▸ Source material
########################################

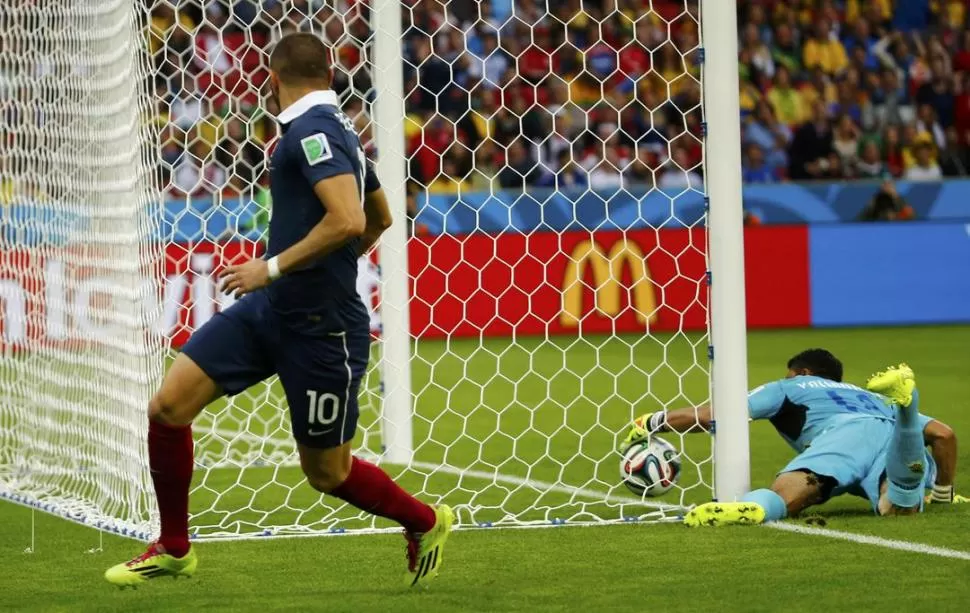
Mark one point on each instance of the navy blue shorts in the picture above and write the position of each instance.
(320, 371)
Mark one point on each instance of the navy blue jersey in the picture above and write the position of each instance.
(318, 142)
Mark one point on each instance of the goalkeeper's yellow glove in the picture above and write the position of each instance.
(643, 427)
(944, 494)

########################################

▸ Aim of the task
Each line from the one with "Mark one point on each instance of the navy blue jersey" through the last line of the records must be written out word for word. Include nothing else.

▸ Task response
Mark one point on each instance of the navy blue jersey in the picture above and write the position of each instance.
(318, 142)
Mark one point on each instance of the goalkeeper's yellow glove in the picture above and write the position of each instance.
(643, 427)
(944, 494)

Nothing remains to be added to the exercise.